TASK PROMPT:
Please rewrite the items from the line containing "of the pool" through the end of the items, changing "metal railing" to "steel railing" and keeping everything else the same.

MATERIAL TO PROCESS:
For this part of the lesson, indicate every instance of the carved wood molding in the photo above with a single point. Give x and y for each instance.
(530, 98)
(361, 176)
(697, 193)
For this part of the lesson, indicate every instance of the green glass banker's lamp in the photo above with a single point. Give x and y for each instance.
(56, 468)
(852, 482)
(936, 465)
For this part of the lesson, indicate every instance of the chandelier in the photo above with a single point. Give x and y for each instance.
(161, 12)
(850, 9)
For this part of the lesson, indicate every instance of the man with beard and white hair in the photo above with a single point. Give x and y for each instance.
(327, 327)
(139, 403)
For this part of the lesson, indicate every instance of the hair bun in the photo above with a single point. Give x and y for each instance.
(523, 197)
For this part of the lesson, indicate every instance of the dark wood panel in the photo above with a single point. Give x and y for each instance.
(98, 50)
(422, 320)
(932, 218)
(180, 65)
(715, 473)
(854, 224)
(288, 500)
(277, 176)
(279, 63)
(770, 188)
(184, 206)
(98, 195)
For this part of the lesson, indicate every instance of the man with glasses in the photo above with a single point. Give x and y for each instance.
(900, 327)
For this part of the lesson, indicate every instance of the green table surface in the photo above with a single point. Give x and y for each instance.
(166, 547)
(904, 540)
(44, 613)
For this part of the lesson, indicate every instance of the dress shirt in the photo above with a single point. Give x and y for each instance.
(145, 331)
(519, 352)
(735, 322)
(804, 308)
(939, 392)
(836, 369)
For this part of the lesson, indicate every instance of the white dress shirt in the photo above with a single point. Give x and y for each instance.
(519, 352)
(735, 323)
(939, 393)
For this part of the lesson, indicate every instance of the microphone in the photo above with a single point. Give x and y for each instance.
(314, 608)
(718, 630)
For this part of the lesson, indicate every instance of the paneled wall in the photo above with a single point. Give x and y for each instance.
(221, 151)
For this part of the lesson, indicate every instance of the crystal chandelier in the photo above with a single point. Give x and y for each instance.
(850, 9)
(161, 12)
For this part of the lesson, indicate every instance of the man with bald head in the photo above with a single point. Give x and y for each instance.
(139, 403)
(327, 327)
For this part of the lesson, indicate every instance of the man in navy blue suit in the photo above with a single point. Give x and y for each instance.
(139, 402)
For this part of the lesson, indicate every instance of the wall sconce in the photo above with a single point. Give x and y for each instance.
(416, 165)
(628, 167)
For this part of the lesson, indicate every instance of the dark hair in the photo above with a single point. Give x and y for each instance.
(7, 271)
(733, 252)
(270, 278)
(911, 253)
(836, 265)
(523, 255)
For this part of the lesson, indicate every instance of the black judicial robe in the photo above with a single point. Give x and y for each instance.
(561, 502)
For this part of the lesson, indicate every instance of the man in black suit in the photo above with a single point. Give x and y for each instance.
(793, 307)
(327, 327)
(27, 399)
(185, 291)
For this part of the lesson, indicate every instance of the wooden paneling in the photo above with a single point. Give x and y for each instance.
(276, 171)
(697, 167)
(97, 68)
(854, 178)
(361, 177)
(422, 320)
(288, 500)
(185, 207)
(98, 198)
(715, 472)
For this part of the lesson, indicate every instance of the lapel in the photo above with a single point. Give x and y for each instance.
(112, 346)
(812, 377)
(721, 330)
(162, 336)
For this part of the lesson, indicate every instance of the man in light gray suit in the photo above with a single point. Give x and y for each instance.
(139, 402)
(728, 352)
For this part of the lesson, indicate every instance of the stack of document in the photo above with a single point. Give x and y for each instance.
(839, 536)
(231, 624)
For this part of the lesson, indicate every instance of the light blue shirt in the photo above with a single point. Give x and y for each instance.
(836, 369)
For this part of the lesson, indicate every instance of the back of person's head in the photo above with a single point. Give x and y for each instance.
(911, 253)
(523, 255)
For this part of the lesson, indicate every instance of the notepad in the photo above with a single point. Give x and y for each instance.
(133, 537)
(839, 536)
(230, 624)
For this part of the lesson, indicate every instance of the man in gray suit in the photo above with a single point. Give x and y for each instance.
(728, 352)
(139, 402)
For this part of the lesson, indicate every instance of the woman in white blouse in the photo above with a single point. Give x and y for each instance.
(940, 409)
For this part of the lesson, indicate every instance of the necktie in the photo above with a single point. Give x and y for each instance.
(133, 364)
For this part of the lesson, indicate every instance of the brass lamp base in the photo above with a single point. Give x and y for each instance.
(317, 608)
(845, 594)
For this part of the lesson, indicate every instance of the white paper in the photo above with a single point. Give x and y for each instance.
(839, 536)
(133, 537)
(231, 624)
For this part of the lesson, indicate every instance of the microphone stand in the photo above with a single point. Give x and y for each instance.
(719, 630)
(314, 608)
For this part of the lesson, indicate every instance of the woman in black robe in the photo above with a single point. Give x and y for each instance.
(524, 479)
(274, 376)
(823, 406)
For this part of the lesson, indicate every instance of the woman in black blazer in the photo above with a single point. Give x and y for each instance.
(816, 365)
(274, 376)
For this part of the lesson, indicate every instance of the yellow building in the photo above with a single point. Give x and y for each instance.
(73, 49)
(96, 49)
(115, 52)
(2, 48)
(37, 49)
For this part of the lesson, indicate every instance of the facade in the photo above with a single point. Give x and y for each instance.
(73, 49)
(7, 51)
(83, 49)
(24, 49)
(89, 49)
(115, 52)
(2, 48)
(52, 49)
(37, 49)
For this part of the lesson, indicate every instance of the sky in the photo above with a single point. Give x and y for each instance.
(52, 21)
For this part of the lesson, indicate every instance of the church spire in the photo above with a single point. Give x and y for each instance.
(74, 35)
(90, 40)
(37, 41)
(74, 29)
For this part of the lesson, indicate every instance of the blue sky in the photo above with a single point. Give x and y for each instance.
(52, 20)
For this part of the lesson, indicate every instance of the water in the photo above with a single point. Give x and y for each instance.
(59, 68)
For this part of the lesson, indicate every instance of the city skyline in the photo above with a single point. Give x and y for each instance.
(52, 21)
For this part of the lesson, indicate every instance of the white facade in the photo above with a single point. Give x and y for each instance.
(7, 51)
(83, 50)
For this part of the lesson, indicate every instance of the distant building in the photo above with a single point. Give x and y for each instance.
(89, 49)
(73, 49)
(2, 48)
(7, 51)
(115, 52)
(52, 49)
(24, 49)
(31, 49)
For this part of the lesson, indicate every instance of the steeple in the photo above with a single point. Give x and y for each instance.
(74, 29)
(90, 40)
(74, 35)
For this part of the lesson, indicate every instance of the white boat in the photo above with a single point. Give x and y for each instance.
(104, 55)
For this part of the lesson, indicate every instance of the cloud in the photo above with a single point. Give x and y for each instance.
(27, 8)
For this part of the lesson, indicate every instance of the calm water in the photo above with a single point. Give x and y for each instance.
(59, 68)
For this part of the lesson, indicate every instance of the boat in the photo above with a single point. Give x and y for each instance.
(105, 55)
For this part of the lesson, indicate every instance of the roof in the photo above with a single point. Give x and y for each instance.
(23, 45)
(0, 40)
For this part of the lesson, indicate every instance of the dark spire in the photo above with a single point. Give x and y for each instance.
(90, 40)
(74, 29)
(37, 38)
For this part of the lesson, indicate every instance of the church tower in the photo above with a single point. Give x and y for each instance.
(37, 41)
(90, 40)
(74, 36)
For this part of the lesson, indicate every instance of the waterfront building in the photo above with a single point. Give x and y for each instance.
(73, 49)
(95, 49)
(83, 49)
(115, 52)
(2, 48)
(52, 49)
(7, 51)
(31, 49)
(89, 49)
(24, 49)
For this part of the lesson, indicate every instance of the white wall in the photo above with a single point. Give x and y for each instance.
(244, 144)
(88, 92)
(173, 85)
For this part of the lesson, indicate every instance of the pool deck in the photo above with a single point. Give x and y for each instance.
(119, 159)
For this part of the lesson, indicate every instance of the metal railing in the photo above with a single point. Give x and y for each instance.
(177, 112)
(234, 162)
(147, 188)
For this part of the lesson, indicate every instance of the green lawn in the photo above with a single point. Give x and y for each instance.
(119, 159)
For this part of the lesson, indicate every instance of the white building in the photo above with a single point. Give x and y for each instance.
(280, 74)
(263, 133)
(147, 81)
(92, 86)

TASK RESULT:
For this part of the lesson, indicate every instance of the pool deck in the photo above with a single point. Give x and y for each instance.
(119, 159)
For this part of the lesson, indicate every instance of the steel railing in the photo above with a single point. Give x and y for each instance.
(177, 112)
(234, 162)
(147, 188)
For this part of the lesson, indicate every instance of the green lawn in the photo above with a single point. Give x and y for each instance.
(119, 159)
For this part of the lesson, indicate every instance of the white building in the photo above with a single point. Give x and y for each instance.
(280, 74)
(263, 133)
(147, 81)
(92, 86)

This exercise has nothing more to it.